== PAGE ==
## BEGIN

Kim, unaware of the fight, told me casually about her week. While she shared however, she kept repeating something during our two hours together that was exactly what the Lord knew I needed to hear but wouldn’t have been able to receive from anyone else in any other context. As she talked about parenting and other relationships she kept saying,
“How would I feel if someone talked to me like that?”
And after I heard her ask that question for what seemed like the twenty-fifth time, it finally registered. That question was something I already knew, needed to hear but didn’t want to and exactly what I needed to reconcile my, but more importantly, Chris’ pain.
How would I feel if someone talked to me the way I talk to my husband?
More importantly, how would I feel if Chris talked to me in the belittling, harsh, you’re-an-idiot demeanor I’ve too often talked to him in for twenty-five years? How defensive, skeptical and guarded would I be and how would I react to his eighth millionth apology?

## END

== DATA EXCERPTS ==
## BEGIN

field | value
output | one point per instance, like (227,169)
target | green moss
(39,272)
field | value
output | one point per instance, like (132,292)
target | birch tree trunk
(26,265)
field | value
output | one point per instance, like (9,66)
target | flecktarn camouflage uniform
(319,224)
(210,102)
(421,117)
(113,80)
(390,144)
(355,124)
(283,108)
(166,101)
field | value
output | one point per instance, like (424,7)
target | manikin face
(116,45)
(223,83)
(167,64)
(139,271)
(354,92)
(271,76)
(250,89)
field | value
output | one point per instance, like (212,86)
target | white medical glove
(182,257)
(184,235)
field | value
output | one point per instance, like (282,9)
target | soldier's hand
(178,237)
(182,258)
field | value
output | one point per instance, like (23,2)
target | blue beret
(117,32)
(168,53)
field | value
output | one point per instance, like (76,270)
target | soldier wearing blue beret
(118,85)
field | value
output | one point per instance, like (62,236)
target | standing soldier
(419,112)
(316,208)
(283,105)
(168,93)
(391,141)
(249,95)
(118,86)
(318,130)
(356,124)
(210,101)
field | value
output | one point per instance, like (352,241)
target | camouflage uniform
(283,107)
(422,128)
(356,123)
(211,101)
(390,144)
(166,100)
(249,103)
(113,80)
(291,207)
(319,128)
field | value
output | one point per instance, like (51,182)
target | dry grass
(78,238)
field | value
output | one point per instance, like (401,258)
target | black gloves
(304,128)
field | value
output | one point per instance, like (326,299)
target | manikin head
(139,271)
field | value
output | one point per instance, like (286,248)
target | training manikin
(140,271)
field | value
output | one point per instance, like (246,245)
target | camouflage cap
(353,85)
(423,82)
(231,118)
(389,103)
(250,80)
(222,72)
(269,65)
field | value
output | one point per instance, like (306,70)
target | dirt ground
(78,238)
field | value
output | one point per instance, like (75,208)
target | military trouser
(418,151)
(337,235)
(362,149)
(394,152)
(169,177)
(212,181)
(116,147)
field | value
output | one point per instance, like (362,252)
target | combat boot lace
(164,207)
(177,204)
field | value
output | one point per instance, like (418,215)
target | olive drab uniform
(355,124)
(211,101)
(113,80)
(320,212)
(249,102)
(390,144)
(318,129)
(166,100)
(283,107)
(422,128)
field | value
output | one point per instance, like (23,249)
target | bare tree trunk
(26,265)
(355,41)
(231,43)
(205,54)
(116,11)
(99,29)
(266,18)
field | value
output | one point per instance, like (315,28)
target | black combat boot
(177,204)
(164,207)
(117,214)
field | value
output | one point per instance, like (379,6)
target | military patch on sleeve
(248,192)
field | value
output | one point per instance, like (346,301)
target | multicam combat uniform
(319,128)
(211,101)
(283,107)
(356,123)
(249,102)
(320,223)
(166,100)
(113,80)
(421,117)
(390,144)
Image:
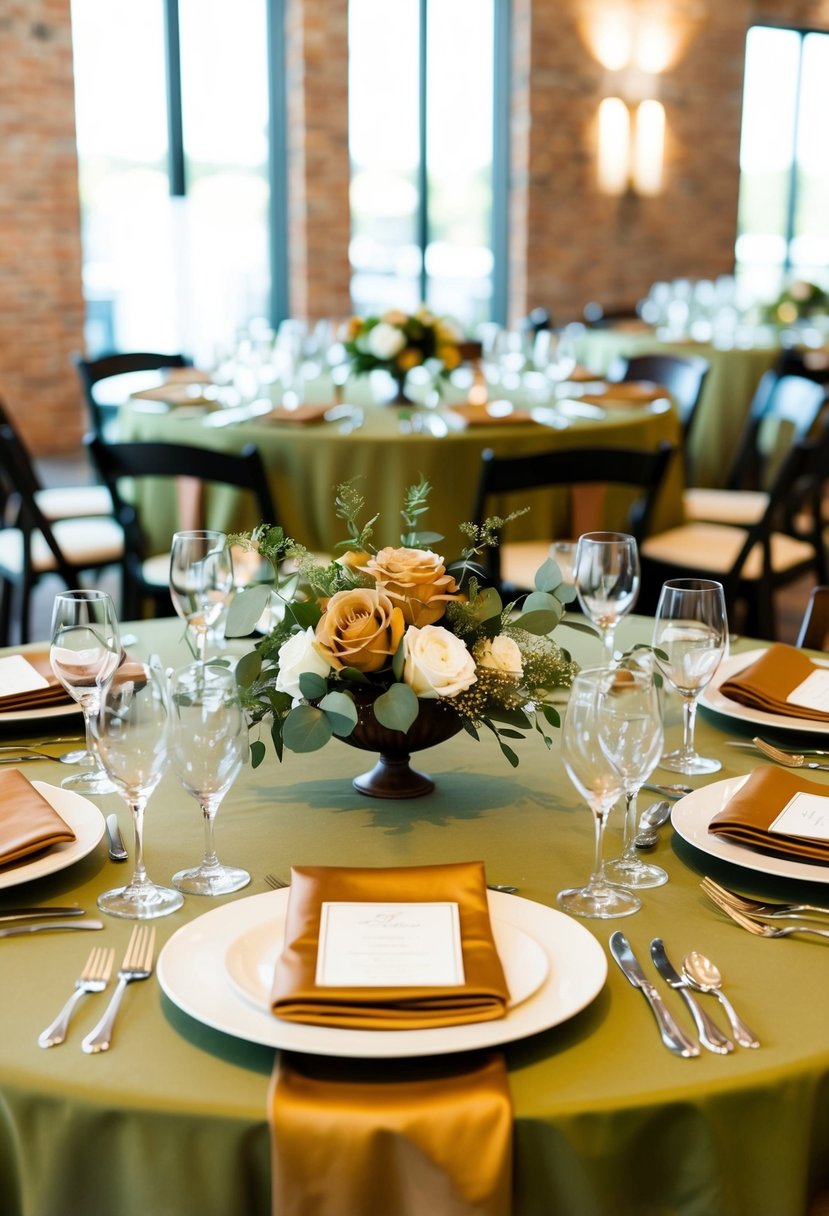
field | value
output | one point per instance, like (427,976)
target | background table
(171,1120)
(308,462)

## END

== WHAT THE TASK REQUIRES ==
Please reproduce everything in the marriage reflection from "Kim, unaware of" down to "to my husband?". The entries have nothing to do with the marriage reflection.

== RESPONSE FOR THIS EXERCISE ==
Kim, unaware of the fight, told me casually about her week. While she shared however, she kept repeating something during our two hours together that was exactly what the Lord knew I needed to hear but wouldn’t have been able to receive from anyone else in any other context. As she talked about parenting and other relationships she kept saying,
“How would I feel if someone talked to me like that?”
And after I heard her ask that question for what seemed like the twenty-fifth time, it finally registered. That question was something I already knew, needed to hear but didn’t want to and exactly what I needed to reconcile my, but more importantly, Chris’ pain.
How would I feel if someone talked to me the way I talk to my husband?